— Start of MATERIAL FOR THIS EXERCISE —
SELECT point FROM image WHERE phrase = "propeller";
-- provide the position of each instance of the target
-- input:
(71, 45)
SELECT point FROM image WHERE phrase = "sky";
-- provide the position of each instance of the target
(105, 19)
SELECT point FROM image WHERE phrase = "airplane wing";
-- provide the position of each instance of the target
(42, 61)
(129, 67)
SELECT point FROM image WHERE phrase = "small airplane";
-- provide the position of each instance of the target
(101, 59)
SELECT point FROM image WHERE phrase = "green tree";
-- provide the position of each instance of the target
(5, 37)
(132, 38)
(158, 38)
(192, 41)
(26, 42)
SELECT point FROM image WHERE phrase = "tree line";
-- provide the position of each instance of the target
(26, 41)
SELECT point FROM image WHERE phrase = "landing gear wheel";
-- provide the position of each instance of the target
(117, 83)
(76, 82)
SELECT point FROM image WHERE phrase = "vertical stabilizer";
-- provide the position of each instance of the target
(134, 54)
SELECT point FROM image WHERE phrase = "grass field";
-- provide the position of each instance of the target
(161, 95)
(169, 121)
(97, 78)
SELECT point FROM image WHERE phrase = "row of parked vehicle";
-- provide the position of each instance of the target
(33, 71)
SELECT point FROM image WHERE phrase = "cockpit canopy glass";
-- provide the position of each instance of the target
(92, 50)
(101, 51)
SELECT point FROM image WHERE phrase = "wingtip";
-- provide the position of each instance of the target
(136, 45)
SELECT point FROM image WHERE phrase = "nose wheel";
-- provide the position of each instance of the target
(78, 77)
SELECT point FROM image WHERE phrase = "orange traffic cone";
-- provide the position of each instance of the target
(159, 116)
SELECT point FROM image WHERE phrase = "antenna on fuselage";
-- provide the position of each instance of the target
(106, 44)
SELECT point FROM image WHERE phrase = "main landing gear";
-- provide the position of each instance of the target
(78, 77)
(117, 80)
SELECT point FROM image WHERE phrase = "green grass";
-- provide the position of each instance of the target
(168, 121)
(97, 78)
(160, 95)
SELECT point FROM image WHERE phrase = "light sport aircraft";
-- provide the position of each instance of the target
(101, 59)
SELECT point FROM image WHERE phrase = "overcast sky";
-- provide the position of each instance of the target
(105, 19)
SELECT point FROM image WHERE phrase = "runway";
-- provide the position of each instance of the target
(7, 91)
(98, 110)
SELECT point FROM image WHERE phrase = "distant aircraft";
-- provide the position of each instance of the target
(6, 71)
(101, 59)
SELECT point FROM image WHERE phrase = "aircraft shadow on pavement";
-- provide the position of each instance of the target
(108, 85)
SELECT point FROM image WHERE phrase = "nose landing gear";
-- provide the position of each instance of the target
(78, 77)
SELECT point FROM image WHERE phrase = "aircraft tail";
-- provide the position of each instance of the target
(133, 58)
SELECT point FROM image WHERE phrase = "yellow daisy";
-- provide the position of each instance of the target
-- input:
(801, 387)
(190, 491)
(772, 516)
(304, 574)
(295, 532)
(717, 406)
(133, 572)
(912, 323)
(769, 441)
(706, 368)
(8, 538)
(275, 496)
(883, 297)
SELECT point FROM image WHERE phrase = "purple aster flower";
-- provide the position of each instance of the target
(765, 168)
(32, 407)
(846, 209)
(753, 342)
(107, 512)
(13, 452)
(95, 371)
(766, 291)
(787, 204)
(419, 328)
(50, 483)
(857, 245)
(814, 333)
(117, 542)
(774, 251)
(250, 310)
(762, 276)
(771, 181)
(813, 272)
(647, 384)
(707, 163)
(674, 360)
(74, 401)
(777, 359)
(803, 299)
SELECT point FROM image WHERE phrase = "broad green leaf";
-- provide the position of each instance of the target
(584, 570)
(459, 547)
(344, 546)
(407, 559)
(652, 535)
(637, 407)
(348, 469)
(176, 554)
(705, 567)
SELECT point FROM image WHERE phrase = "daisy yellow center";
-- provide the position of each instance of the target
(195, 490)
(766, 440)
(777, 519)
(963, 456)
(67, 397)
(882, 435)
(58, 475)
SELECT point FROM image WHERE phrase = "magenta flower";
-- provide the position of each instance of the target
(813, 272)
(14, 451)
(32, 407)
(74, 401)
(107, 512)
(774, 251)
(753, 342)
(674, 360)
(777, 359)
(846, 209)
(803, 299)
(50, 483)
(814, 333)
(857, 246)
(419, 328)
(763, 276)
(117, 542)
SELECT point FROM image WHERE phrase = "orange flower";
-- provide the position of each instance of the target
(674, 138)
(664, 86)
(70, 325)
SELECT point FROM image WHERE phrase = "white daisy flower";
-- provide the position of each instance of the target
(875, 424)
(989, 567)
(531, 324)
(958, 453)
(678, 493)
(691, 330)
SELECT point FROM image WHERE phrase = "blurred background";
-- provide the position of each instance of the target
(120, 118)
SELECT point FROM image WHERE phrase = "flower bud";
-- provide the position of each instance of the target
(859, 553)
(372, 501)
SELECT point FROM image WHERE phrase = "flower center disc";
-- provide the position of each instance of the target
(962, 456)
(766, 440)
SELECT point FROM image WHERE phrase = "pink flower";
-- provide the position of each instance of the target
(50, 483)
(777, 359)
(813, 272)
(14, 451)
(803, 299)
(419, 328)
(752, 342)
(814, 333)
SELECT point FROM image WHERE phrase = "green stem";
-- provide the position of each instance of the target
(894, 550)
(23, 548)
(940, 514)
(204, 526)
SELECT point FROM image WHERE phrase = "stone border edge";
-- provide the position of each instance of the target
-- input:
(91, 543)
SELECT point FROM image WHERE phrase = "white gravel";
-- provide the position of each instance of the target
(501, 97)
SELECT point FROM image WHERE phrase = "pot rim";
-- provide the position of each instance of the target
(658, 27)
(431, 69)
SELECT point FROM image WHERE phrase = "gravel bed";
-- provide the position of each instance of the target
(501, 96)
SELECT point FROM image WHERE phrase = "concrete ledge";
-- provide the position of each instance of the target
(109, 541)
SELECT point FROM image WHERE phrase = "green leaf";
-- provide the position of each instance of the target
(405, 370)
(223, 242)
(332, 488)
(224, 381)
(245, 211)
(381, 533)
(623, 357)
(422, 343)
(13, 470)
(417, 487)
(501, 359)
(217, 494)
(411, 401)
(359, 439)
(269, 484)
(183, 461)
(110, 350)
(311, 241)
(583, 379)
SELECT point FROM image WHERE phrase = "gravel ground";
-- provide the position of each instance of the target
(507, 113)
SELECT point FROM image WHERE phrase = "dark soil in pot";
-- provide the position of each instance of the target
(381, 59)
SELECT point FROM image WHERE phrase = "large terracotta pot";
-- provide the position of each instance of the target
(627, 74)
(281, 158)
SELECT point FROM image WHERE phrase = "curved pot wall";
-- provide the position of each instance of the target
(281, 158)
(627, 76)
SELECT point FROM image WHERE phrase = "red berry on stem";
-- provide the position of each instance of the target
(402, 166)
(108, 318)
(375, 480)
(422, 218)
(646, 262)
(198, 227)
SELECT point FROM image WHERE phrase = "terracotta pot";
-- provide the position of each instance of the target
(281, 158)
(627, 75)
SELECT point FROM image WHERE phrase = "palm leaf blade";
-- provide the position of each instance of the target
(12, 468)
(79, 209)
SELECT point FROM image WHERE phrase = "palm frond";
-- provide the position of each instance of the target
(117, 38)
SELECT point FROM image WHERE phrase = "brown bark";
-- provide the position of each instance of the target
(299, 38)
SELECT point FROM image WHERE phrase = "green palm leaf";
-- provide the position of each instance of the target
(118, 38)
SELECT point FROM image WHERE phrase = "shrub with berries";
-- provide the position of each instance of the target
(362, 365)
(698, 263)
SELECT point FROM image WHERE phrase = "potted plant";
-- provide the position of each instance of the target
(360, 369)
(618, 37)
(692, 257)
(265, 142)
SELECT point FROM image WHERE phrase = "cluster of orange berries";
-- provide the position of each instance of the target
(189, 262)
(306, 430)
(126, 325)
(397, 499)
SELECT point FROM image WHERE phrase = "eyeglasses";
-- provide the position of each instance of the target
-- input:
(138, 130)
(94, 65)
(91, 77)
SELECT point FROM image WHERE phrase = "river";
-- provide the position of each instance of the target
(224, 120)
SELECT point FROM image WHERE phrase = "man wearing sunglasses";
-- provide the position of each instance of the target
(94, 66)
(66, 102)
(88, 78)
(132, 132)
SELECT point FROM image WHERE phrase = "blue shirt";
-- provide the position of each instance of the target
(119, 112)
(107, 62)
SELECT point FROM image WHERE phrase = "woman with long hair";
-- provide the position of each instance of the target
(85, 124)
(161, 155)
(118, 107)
— End of MATERIAL FOR THIS EXERCISE —
[STATED PROBLEM] How many lines in the records contain the string "berries"? Reply with the number alone.

[PROBLEM SOLUTION] 2